All entries must be given again in full, exactly as they were supplied.

┄┄┄┄┄┄┄┄┄┄

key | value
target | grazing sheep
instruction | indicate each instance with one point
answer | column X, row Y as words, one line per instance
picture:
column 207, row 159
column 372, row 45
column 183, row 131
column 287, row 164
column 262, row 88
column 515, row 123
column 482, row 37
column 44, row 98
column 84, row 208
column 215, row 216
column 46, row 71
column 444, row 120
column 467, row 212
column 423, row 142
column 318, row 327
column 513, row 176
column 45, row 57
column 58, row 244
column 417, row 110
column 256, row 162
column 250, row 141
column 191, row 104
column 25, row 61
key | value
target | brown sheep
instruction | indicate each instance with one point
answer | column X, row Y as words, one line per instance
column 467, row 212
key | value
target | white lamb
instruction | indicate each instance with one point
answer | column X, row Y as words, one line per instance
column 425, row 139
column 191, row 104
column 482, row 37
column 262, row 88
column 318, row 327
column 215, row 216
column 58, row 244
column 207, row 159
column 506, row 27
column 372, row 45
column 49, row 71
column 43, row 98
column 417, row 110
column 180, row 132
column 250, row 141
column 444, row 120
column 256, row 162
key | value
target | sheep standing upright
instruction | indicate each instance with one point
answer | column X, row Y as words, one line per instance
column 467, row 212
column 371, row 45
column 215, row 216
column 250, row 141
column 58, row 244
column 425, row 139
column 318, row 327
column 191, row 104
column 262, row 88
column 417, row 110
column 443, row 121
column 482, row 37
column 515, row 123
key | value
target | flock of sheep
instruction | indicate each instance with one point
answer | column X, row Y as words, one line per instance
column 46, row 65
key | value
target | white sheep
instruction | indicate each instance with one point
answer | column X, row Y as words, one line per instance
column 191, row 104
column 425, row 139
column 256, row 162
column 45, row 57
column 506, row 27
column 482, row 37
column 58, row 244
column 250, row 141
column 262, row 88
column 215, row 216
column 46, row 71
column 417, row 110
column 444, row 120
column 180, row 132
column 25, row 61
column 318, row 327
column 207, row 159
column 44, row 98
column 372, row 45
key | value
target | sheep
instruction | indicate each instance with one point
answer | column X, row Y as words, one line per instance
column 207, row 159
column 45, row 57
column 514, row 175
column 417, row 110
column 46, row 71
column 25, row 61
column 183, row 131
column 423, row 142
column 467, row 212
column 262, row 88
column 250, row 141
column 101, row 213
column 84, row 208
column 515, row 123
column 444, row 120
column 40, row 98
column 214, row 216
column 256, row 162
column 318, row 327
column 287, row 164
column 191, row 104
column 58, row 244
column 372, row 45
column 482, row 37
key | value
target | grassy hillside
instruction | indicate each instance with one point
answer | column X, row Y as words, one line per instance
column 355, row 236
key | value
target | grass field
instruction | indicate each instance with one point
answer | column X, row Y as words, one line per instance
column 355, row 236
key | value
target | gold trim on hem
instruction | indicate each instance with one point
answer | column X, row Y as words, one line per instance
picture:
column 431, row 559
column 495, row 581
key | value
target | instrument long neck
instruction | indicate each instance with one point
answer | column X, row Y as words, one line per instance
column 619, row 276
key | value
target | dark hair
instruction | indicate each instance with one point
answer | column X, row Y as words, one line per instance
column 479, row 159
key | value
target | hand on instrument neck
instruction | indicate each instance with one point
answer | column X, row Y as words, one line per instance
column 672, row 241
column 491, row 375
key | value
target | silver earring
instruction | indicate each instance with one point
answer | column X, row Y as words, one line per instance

┄┄┄┄┄┄┄┄┄┄

_Result for this exercise:_
key | value
target | grazing sheep
instruction | indicate each instance with one point
answer | column X, row Y as words, one line per instance
picture:
column 207, row 159
column 372, row 45
column 183, row 131
column 287, row 164
column 262, row 88
column 515, row 123
column 482, row 37
column 44, row 98
column 84, row 208
column 215, row 216
column 46, row 71
column 444, row 120
column 467, row 212
column 423, row 142
column 318, row 327
column 513, row 176
column 45, row 57
column 58, row 244
column 417, row 110
column 256, row 162
column 250, row 141
column 191, row 104
column 25, row 61
key | value
target | brown sheep
instruction | indicate each instance with one point
answer | column X, row Y as words, one line per instance
column 467, row 212
key | value
target | white lamb
instruction | indicate each instance with one point
answer | column X, row Y as words, one line per instance
column 425, row 139
column 191, row 104
column 482, row 37
column 262, row 88
column 318, row 327
column 215, row 216
column 58, row 244
column 207, row 159
column 506, row 27
column 372, row 45
column 49, row 71
column 43, row 98
column 417, row 110
column 180, row 132
column 250, row 141
column 444, row 120
column 256, row 162
key | value
target | sheep standing upright
instruction | indicate each instance with one point
answer | column X, row Y as words, one line per instance
column 467, row 212
column 371, row 45
column 215, row 216
column 250, row 141
column 58, row 244
column 425, row 139
column 318, row 327
column 191, row 104
column 262, row 88
column 417, row 110
column 443, row 121
column 482, row 37
column 515, row 123
key | value
target | flock of sheep
instruction | indicate each instance with one point
answer | column X, row Y as words, one line per instance
column 46, row 65
key | value
target | white sheep
instruction | indicate each instance with one point
answer | column X, row Y as words, one line per instance
column 191, row 104
column 425, row 139
column 256, row 162
column 45, row 57
column 506, row 27
column 482, row 37
column 58, row 244
column 250, row 141
column 262, row 88
column 215, row 216
column 46, row 71
column 417, row 110
column 444, row 120
column 180, row 132
column 25, row 61
column 318, row 327
column 207, row 159
column 44, row 98
column 372, row 45
key | value
target | sheep
instruction | indicate each instance with one point
answer | column X, row Y as words, one line per instance
column 207, row 159
column 45, row 57
column 514, row 175
column 417, row 110
column 46, row 71
column 25, row 61
column 183, row 131
column 423, row 142
column 467, row 212
column 262, row 88
column 250, row 141
column 101, row 213
column 84, row 208
column 515, row 123
column 444, row 120
column 40, row 98
column 214, row 216
column 256, row 162
column 318, row 327
column 287, row 164
column 191, row 104
column 58, row 244
column 372, row 45
column 482, row 37
key | value
target | grassy hillside
instruction | indicate each instance with one point
answer | column X, row Y as words, one line per instance
column 355, row 236
key | value
target | grass field
instruction | indicate each instance with one point
answer | column X, row Y as words, one line per instance
column 355, row 236
key | value
target | gold trim on hem
instruction | indicate each instance with one point
answer | column X, row Y as words, one line per instance
picture:
column 431, row 559
column 495, row 581
key | value
target | instrument long neck
instruction | indicate each instance with one point
answer | column X, row Y as words, one line per instance
column 619, row 276
key | value
target | dark hair
instruction | indicate each instance with one point
answer | column X, row Y as words, one line per instance
column 479, row 159
key | value
target | hand on instrument neck
instruction | indicate each instance with one point
answer | column X, row Y as words, one line per instance
column 672, row 241
column 491, row 375
key | value
target | silver earring
instruction | indicate each instance with one point
answer | column X, row Y as words, one line per instance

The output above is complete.